- _What to do_
Please edit the records from the line containing "the textured snow." through the end of the records, changing "Kindly provide" to "Supply" and keeping everything else the same.

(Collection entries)
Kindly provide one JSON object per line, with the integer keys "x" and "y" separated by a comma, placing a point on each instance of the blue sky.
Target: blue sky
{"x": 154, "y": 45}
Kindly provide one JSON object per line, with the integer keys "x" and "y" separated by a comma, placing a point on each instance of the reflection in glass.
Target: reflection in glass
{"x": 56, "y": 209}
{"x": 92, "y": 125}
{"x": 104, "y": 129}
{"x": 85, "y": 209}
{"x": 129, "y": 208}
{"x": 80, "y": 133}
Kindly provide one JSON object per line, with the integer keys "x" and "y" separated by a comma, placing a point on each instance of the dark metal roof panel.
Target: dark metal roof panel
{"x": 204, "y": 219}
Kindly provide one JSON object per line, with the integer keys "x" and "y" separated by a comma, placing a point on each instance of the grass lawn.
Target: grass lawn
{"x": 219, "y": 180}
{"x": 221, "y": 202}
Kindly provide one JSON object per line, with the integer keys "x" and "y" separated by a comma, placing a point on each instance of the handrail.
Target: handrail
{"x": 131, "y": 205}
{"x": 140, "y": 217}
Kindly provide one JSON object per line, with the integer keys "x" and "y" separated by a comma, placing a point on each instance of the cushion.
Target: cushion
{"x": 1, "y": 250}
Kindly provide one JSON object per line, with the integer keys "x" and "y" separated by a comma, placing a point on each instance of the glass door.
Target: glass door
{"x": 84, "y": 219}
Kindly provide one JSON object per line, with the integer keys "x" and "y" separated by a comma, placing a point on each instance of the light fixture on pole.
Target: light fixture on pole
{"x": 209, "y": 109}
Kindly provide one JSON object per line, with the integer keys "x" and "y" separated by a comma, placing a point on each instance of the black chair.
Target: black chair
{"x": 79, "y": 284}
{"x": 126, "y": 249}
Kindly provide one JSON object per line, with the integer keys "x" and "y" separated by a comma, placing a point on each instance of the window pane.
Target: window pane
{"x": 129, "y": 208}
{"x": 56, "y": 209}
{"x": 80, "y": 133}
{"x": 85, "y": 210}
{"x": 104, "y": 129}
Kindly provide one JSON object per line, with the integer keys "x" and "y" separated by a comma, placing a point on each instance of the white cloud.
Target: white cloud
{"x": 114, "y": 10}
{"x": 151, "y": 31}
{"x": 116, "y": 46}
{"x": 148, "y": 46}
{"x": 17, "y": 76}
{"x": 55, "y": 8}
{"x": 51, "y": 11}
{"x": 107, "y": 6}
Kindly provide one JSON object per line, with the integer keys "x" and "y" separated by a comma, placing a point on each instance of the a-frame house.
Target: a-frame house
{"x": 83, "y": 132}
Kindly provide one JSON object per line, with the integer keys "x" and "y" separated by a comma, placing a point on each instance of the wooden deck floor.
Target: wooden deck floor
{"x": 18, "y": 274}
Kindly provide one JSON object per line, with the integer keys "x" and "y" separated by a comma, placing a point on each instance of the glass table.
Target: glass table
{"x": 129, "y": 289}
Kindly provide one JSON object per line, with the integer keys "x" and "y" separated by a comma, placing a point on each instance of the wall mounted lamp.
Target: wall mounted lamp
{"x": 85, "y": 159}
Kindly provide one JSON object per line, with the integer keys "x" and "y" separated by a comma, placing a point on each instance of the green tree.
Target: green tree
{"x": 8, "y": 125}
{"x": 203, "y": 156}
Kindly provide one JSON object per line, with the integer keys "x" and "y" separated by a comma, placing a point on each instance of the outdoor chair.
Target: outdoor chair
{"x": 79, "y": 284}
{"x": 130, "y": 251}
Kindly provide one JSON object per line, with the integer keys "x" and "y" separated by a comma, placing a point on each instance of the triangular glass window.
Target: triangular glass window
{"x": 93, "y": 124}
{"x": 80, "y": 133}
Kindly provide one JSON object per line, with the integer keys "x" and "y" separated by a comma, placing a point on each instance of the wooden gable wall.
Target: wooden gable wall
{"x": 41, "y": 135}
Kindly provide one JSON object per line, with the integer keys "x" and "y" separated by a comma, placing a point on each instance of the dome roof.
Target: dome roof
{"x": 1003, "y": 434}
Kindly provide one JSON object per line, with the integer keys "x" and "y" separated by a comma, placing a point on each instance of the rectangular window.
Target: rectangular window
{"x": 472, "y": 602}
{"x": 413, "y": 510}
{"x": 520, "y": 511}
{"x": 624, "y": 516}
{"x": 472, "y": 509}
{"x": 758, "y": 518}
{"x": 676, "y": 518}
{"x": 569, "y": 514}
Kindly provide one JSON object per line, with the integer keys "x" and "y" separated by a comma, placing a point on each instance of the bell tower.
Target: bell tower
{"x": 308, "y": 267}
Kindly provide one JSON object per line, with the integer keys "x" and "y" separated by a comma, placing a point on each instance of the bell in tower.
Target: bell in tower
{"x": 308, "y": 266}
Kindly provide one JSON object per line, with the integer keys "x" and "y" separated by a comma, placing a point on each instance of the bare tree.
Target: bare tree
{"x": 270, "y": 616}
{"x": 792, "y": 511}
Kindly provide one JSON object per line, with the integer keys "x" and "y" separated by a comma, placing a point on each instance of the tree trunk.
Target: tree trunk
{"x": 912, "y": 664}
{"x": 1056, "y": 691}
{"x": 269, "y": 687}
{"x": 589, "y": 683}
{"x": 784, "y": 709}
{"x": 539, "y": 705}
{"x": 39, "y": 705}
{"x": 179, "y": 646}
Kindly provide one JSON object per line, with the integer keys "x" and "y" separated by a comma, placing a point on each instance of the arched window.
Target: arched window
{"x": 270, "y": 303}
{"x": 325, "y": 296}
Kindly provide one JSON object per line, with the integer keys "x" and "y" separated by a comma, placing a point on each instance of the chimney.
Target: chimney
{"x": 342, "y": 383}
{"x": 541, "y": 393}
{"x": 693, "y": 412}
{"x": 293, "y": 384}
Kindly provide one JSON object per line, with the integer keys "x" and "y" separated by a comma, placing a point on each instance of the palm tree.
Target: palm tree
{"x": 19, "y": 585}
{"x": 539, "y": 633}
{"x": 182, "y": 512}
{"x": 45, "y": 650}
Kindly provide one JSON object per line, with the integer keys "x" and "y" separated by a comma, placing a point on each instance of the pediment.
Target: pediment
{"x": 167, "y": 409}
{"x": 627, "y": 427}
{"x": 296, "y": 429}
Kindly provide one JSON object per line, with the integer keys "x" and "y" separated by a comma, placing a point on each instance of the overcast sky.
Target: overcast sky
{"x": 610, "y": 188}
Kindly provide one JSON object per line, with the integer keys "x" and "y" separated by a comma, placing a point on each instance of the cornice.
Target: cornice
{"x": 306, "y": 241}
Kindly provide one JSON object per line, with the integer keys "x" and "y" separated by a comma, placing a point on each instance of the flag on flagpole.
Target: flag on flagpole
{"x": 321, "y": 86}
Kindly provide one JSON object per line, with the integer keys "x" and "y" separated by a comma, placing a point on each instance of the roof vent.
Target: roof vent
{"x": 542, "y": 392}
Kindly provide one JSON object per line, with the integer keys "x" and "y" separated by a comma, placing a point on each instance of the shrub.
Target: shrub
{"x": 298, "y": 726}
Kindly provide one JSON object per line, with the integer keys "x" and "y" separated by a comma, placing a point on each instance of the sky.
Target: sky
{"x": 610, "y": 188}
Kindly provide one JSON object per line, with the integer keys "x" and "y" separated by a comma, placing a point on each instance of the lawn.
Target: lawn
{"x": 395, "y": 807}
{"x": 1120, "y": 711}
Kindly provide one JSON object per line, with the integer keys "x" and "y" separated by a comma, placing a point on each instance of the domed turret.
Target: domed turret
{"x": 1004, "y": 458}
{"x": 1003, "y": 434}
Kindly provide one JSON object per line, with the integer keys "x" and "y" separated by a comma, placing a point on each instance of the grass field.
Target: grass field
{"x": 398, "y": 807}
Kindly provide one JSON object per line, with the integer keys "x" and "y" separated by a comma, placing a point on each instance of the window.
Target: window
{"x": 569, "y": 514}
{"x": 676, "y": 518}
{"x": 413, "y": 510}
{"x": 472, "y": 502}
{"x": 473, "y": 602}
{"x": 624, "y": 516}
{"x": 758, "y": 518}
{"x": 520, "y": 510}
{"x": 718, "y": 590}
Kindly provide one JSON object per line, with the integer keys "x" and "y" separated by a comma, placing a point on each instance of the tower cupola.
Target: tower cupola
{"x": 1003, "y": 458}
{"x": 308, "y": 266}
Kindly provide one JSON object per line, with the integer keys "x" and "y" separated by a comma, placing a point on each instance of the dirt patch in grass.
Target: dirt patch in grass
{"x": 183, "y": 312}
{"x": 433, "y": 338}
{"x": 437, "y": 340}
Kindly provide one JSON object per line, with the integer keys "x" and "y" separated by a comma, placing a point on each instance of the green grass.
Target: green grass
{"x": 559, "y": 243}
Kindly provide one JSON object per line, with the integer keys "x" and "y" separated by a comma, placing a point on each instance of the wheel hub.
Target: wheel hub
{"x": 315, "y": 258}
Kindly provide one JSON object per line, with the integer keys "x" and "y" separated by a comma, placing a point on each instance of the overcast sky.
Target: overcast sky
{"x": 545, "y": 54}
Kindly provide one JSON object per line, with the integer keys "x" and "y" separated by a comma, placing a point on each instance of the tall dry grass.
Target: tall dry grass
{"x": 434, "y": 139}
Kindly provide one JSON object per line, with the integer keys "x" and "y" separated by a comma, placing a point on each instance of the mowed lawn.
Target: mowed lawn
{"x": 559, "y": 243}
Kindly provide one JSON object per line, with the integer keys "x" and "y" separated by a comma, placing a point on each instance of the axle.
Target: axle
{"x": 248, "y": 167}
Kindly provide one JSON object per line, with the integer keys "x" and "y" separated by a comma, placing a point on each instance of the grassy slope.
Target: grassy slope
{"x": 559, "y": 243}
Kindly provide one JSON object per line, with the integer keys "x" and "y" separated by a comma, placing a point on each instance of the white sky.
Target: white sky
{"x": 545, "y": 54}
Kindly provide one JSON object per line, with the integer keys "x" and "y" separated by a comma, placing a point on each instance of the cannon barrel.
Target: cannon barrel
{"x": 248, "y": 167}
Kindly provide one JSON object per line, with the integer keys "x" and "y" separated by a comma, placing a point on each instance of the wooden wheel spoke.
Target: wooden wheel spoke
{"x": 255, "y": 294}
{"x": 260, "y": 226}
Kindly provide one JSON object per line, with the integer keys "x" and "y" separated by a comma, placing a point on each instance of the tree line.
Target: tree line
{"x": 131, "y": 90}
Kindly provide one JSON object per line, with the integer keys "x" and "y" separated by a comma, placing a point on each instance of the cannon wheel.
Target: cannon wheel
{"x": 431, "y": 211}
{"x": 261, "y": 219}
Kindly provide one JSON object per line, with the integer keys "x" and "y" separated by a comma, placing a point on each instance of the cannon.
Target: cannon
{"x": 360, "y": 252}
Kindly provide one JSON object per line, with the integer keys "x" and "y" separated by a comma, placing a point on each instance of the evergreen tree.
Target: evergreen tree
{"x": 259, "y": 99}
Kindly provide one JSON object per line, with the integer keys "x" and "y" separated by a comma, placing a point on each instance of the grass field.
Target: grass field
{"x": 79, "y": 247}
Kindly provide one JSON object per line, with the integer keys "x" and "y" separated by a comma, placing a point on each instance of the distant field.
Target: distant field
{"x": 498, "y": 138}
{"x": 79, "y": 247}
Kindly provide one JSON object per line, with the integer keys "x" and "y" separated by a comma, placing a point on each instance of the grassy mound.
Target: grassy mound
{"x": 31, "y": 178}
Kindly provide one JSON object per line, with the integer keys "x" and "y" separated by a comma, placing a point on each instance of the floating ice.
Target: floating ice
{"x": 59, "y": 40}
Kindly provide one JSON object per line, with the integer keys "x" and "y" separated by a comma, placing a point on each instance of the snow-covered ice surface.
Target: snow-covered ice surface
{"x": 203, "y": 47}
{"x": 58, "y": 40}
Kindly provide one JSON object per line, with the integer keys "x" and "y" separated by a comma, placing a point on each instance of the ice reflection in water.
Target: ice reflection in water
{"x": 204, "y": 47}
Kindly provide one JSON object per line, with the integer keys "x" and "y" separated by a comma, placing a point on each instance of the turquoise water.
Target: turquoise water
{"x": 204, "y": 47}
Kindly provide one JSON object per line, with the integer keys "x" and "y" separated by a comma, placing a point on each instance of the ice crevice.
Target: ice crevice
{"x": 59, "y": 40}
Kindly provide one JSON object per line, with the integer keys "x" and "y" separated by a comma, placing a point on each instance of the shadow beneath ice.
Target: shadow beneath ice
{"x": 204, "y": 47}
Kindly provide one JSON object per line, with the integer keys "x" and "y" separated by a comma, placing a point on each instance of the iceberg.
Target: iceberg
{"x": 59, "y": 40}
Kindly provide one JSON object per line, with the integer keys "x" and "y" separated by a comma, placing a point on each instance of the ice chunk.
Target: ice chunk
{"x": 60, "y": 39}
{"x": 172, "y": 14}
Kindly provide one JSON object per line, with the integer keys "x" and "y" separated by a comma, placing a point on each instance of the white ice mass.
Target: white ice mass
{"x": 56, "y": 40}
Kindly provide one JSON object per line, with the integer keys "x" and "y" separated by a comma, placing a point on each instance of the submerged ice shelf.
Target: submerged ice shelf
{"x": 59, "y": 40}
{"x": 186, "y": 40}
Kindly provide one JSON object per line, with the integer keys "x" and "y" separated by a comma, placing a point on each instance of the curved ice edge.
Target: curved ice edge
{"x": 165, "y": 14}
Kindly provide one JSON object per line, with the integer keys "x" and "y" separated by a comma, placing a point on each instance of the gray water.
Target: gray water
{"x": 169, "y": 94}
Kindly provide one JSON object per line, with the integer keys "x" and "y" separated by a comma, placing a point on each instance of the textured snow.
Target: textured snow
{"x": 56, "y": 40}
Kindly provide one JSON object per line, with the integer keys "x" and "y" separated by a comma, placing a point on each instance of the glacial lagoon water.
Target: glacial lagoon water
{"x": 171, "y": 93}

- _Exercise answer_
Supply one JSON object per line, with the integer keys "x" and "y" separated by a comma, placing a point on each instance of the textured snow.
Target: textured snow
{"x": 56, "y": 40}
Supply one JSON object per line, with the integer keys "x" and "y" separated by a comma, placing a point on each instance of the glacial lagoon water.
Target: glacial lagoon water
{"x": 171, "y": 93}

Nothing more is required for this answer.